**Exercise**
From the data below, return all lines holding the string "umbrella".

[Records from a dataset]

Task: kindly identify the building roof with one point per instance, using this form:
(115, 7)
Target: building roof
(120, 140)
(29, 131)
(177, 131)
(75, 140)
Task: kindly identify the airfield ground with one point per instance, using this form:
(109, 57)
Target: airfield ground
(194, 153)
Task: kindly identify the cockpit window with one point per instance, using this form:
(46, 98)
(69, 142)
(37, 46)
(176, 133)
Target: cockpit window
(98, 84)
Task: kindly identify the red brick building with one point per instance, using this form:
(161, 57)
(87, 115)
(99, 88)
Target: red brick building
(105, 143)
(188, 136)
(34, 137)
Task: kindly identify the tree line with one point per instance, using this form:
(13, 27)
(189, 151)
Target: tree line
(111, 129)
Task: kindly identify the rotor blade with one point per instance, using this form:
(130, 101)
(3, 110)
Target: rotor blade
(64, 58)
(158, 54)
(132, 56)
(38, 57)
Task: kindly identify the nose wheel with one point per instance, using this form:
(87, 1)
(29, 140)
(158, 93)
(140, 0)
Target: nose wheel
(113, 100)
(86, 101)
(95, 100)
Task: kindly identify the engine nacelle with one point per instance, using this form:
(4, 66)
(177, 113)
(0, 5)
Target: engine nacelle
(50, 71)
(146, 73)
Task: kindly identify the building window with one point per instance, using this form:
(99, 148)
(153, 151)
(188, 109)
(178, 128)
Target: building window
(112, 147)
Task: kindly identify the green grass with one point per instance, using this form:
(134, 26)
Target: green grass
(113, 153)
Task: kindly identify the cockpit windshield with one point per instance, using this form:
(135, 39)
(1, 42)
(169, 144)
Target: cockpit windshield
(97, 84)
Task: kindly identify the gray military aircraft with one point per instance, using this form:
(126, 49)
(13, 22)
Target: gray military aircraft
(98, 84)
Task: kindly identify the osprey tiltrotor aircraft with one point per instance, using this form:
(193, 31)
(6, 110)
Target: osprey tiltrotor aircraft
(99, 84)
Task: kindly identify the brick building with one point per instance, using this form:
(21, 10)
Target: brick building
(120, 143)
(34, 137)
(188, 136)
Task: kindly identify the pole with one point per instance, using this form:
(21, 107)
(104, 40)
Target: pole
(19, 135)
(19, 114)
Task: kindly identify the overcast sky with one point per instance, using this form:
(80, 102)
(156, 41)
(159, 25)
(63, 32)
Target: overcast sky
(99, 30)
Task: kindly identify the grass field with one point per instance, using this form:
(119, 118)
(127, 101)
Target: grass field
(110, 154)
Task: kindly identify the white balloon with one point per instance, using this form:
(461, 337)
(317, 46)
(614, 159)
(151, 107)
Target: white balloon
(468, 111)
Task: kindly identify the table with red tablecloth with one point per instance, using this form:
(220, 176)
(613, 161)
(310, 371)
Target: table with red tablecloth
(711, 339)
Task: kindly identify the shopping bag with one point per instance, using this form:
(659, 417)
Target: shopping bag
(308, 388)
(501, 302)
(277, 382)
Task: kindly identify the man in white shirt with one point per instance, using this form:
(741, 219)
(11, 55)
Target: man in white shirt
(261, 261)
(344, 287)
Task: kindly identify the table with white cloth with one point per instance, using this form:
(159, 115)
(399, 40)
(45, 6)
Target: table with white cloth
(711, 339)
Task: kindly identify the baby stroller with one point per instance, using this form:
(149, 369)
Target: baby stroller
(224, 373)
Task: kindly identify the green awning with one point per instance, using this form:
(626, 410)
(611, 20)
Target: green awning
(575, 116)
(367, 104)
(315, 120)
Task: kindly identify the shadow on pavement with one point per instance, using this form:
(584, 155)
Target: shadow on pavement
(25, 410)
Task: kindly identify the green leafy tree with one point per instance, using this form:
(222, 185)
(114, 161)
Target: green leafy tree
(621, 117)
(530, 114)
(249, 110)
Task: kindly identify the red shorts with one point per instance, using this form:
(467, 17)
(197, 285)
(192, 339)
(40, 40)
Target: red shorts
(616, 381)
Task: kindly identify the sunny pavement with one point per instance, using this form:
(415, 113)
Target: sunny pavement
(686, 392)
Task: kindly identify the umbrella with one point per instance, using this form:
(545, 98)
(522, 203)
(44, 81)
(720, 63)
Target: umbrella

**Task answer**
Task: kindly identify the umbrella with one point per instance, using this form:
Target: umbrella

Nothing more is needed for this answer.